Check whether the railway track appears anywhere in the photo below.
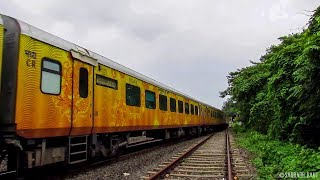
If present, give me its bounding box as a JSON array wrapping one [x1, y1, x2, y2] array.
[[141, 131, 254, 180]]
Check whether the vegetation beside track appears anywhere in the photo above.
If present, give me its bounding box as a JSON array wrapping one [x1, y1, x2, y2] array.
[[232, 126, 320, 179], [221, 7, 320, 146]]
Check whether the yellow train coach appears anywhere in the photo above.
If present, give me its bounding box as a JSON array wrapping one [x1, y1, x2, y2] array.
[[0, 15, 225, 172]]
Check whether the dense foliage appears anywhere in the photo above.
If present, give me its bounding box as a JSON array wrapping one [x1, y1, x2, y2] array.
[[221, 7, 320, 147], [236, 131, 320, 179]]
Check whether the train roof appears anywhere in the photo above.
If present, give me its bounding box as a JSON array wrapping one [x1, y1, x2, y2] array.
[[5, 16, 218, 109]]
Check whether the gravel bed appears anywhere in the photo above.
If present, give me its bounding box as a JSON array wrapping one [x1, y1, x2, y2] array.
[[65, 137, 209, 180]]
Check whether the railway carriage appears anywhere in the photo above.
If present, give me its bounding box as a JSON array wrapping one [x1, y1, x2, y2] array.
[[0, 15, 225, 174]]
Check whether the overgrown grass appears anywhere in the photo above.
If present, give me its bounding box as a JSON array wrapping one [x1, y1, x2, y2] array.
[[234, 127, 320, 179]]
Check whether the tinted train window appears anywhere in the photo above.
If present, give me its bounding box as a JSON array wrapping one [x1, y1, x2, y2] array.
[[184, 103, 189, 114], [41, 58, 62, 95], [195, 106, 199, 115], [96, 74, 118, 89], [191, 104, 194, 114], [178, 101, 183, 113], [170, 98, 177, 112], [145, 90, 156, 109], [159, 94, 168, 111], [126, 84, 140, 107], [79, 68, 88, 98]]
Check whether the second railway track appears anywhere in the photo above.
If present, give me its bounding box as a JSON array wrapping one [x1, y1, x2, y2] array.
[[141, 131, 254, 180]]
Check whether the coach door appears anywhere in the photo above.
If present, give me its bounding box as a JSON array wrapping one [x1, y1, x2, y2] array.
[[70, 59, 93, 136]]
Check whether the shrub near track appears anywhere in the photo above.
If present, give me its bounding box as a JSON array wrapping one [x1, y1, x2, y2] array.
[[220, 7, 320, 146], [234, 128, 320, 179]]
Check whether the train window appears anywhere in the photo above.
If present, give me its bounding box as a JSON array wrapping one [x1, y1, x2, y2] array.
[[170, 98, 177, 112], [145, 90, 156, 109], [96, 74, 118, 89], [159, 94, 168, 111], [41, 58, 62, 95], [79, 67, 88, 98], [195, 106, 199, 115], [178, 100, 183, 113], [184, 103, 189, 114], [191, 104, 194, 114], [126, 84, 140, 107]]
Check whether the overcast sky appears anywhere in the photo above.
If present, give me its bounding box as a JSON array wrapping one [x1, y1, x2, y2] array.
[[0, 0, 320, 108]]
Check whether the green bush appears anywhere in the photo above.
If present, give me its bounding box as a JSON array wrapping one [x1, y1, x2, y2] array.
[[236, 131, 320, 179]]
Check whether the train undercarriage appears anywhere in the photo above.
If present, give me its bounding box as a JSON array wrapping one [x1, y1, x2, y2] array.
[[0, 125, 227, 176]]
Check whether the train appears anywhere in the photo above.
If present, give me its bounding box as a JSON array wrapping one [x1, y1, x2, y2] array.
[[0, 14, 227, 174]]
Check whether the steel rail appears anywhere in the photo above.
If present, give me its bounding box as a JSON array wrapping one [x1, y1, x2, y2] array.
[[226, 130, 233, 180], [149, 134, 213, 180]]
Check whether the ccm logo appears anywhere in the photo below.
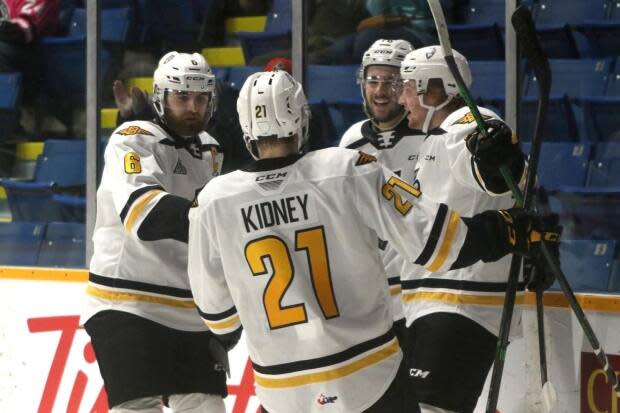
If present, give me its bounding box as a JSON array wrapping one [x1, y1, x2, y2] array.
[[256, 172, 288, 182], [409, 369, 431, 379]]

==============================

> [Objetivo proposto]: Reproduza sem nenhuma alteração as linhas das entradas, começando pela primeira e parando depois da linha que contém "[[232, 126, 320, 179], [221, 7, 320, 146]]". Deixe as imagens fora da resposta.

> [Resultado do exercício]:
Check whether the railway track appears anywhere in the photo below.
If present, give me its bounding box as a JSON array wrapping one [x1, y1, x2, y2] array.
[[141, 131, 254, 180]]
Check whether the vegetation beside track appears anywhere in the photo above.
If present, give me its bounding box as a JSON array wrapping one [x1, y1, x2, y2] array.
[[232, 126, 320, 179], [221, 7, 320, 146]]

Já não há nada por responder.